(PROBLEM TO SOLVE): Set down each entry exactly as it stands, without altering a single character.

(SUPPLIED RECORDS):
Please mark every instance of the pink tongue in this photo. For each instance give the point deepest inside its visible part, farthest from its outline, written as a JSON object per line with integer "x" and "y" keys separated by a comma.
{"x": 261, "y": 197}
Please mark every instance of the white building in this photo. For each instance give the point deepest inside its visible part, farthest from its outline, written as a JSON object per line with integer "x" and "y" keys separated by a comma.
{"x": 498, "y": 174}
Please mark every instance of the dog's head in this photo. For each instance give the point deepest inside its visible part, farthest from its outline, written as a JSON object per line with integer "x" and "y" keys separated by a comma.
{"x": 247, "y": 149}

(SOLUTION FOR THIS EXERCISE):
Please mark every instance of the pink tongue in this photo. For each instance give the point deepest inside its visible part, farthest from its outline, written as a JSON object per line with integer "x" and "y" keys separated by a comma.
{"x": 261, "y": 197}
Please mark every instance of the white building in this photo. For each instance give the point deepest inside its visible part, farthest from its outline, written as a JSON object per line with integer "x" and "y" keys separated by a comma.
{"x": 498, "y": 174}
Please mark every instance of the dog's head in this photo. For each instance give the point deepest inside its visible part, farthest from its outline, written as a JSON object per line with integer "x" and "y" keys separated by a comma.
{"x": 247, "y": 149}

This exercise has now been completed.